[Dataset entries]
################
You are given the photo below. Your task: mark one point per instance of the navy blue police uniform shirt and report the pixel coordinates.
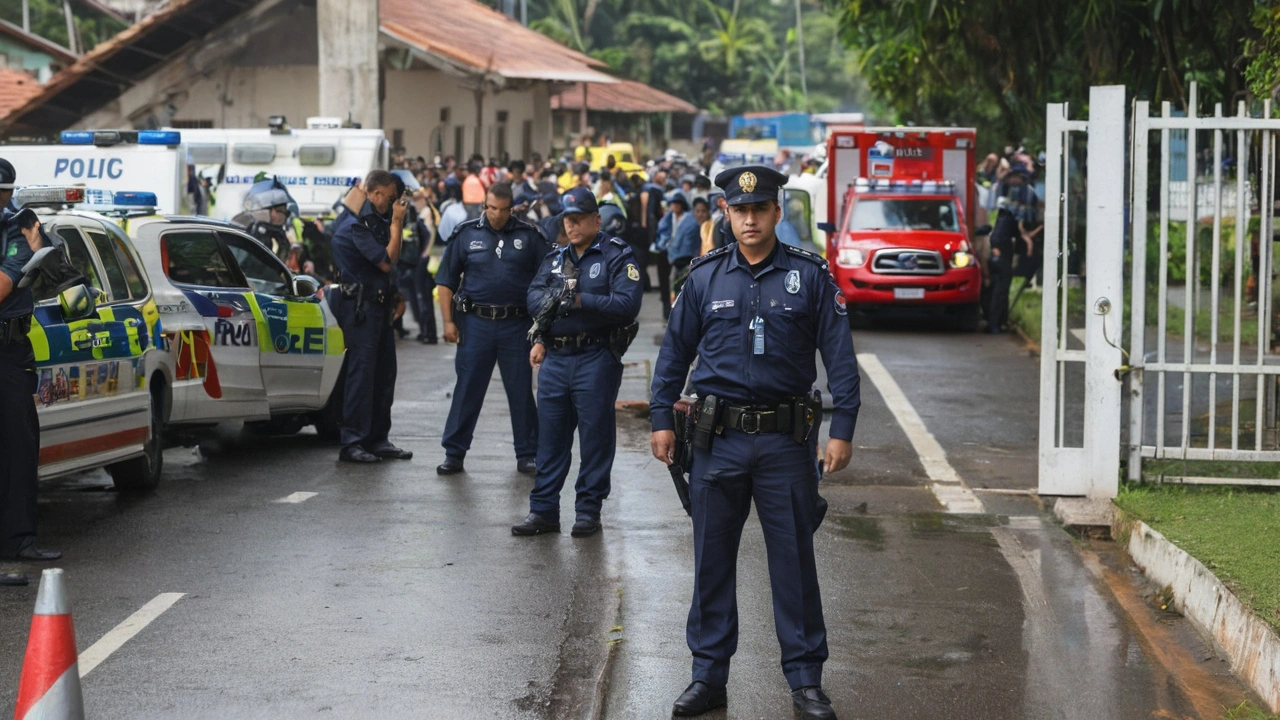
(14, 253)
(712, 319)
(492, 267)
(360, 245)
(608, 282)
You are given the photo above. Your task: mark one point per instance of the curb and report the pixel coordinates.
(1248, 643)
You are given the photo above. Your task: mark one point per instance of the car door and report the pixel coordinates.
(199, 265)
(295, 341)
(92, 397)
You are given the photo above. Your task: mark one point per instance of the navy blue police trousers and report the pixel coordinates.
(369, 373)
(19, 440)
(781, 475)
(576, 391)
(483, 345)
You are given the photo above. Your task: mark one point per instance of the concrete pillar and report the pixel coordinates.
(348, 60)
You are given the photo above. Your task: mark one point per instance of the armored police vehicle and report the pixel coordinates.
(99, 350)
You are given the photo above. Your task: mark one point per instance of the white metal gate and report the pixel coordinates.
(1202, 369)
(1205, 383)
(1079, 423)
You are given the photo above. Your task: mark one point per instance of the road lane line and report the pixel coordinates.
(297, 497)
(946, 483)
(122, 633)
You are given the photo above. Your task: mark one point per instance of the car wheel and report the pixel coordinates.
(142, 474)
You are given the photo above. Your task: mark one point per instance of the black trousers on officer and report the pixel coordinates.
(19, 437)
(370, 373)
(781, 475)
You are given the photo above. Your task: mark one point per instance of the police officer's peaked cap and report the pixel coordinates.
(8, 176)
(579, 200)
(750, 183)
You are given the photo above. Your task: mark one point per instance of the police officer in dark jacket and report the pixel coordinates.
(483, 282)
(19, 425)
(754, 313)
(366, 245)
(580, 364)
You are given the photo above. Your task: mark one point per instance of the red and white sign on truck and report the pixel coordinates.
(899, 208)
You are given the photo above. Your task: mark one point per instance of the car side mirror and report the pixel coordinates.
(77, 302)
(305, 286)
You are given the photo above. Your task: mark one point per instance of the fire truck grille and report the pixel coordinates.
(897, 261)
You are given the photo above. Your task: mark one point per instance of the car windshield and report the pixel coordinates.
(904, 214)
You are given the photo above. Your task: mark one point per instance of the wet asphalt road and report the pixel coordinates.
(396, 593)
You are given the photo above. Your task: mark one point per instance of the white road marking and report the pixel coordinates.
(947, 486)
(122, 633)
(297, 497)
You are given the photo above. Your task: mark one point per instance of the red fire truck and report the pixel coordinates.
(899, 209)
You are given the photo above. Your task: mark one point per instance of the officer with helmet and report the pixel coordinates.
(266, 213)
(19, 425)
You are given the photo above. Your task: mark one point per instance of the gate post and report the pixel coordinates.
(1104, 301)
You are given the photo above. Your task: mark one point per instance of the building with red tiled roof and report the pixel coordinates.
(455, 76)
(16, 89)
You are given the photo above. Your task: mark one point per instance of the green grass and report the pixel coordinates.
(1234, 532)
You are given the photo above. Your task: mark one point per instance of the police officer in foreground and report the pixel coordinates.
(483, 282)
(366, 245)
(593, 287)
(754, 313)
(19, 425)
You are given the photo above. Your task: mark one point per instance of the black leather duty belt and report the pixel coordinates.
(497, 311)
(14, 329)
(757, 419)
(574, 342)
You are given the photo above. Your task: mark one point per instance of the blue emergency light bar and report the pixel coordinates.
(119, 203)
(108, 137)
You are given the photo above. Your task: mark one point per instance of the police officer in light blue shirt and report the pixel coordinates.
(19, 424)
(580, 356)
(483, 282)
(754, 313)
(366, 244)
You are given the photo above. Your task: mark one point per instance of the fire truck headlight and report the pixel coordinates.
(851, 258)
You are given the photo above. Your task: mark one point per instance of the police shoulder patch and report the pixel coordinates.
(707, 259)
(812, 256)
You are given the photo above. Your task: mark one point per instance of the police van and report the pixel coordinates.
(316, 163)
(99, 350)
(109, 160)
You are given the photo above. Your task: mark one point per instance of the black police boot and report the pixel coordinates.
(356, 454)
(451, 466)
(535, 524)
(585, 525)
(698, 698)
(392, 452)
(13, 579)
(813, 703)
(31, 552)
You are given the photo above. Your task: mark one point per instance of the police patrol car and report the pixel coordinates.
(250, 340)
(97, 352)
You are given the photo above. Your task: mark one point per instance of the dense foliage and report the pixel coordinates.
(722, 55)
(49, 22)
(996, 63)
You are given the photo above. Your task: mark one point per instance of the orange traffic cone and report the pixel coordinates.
(50, 673)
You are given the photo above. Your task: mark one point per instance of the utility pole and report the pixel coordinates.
(804, 82)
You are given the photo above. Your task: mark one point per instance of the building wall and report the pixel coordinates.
(412, 113)
(246, 96)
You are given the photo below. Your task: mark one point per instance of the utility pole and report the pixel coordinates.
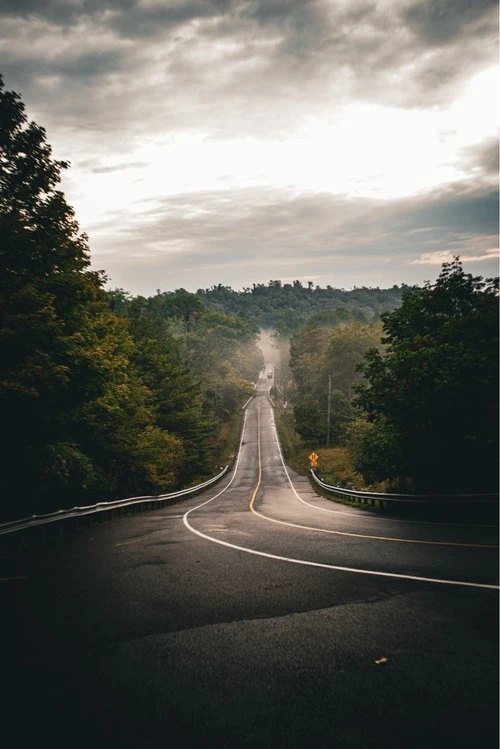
################
• _PROBLEM STATEMENT_
Take the records above and transcribe them exactly, dropping every picture.

• _EXERCISE RESULT_
You are given the photo below. Your task: mark one point per instance of the navy blue police uniform shirt and report the pixel coordinates.
(14, 253)
(712, 319)
(492, 267)
(360, 245)
(608, 282)
You are given the photo above. Your task: mark one point per instance of the curb and report the pixel coordinates.
(1248, 643)
You are given the photo above. Your task: mark one point per instance of the car door and report the pixel coordinates.
(199, 265)
(295, 341)
(92, 397)
You are given the photo above. Your task: mark one point per instance of the navy blue police trousers and report the pixel coordinates.
(369, 373)
(19, 440)
(781, 475)
(576, 391)
(483, 345)
You are given the photo above. Your task: mark one point per instance of the concrete pillar and report the pixel coordinates.
(348, 60)
You are given the photo above. Your task: mark one point per instance of the armored police vehicle and report the pixel coordinates.
(99, 350)
You are given the photo above. Your task: mark one point per instance of the white metal gate and report the pixel coordinates.
(1202, 369)
(1205, 383)
(1079, 423)
You are given the photo above. Your task: mark one point per instance of the road lane line and report the pixel coordinates.
(297, 497)
(946, 483)
(122, 633)
You are given the photo above. Your task: mark one point per instance of the car wheel and report the pixel coordinates.
(142, 474)
You are given the photo above. Your task: mark one point per instance of the black trousers on officer and report the pixel coordinates.
(19, 437)
(370, 373)
(781, 475)
You are given the photo above. Your task: mark one point per instance of the police officer's peaked cap and report the pixel coordinates.
(8, 176)
(579, 200)
(750, 183)
You are given the photo above. Your task: mark one point per instance of the police officer in dark jacket and report the pixel coordinates.
(483, 282)
(19, 425)
(754, 313)
(366, 245)
(580, 364)
You are given the photo above. Your task: mark one point per instance of the red and white sign on truck and report the pixel coordinates.
(899, 208)
You are given the photo above. Your task: mark one point per instance of the car side mirror and report the pixel coordinates.
(77, 302)
(305, 286)
You are given the photo above. Your task: mark one point per instance of the fire truck grille and report the pixel coordinates.
(897, 261)
You are given the photo above. Your task: mark one point per instance of the car windshield and report the pixel coordinates.
(904, 214)
You are given the photo above. Your task: mark one point per instance of the wet asphalt road and report the pixel coordinates.
(396, 593)
You are given the photo above. Your task: mark one point per instance of the white road marking and report the pixel coordinates.
(947, 486)
(122, 633)
(297, 497)
You are given the photo above. Your task: mark one point per instance of the red fire truck and report the pixel coordinates.
(899, 209)
You are given the photo above. Your task: mark one point per instance of the officer with helmet and report the pixel coordinates.
(266, 213)
(19, 425)
You are given the photo above. Your task: mark one point per instance of the gate post and report the pixel coordinates.
(1104, 301)
You are given the photo above. Your task: mark one point per instance of the building with red tiled roof and report the pixel coordinates.
(455, 76)
(16, 89)
You are given the photo above. Your task: mark one point per instance of the green grass and report the pixel coordinates.
(1234, 532)
You are given the photo above. Your task: mark one point per instance of the police officer in foreground and report the pixel coordinates.
(483, 282)
(366, 245)
(593, 287)
(754, 313)
(19, 425)
You are given the photo above. Your task: mark one point per instance of the black leather duty belt and report the pixel coordinates.
(497, 311)
(14, 329)
(757, 419)
(574, 342)
You are given the photo above. Your task: mark one point per instance of the blue emergency light bar and report the pixel coordinates.
(119, 203)
(108, 137)
You are given the photo above. Your task: mark one point per instance of the police officer in light blue shirt and report the pixel coordinates.
(19, 424)
(580, 356)
(483, 282)
(754, 313)
(366, 244)
You are given the photo above. Your task: mark one point per instance of the fire truck headlight and report the pixel coordinates.
(851, 258)
You are given the photo above. Your task: mark one point per instance of the police shoulder patch and report the pixel coordinates.
(707, 259)
(812, 256)
You are given the photo above. Your task: mark one point per instance of the police van and report the pixel coordinates.
(316, 163)
(99, 350)
(109, 160)
You are given the photo above. Your task: mark one point per instance of the black police boot and report the pixel coordinates.
(356, 454)
(451, 466)
(535, 524)
(585, 525)
(698, 698)
(392, 452)
(13, 579)
(813, 703)
(31, 552)
You are given the photo above. Your task: mark one point per instance of the police patrol car and report the pixel coordinates.
(250, 340)
(97, 352)
You are given the photo above. Your task: mark one point per instance of the dense foliage and report the pixel coordinates.
(722, 55)
(49, 22)
(996, 63)
You are given the photo above. Your task: mark one point per instance of the orange traffic cone and report the pixel coordinates.
(50, 673)
You are given the photo above. Your task: mark one point per instance of the utility pole and report the pixel coordinates.
(804, 82)
You are given the photo above. Your task: mark one point per instance of the building wall and report the pixel coordinates.
(412, 113)
(246, 96)
You are given the photo below. Your task: mark one point per instance of the utility pole and report the pixel coordinates.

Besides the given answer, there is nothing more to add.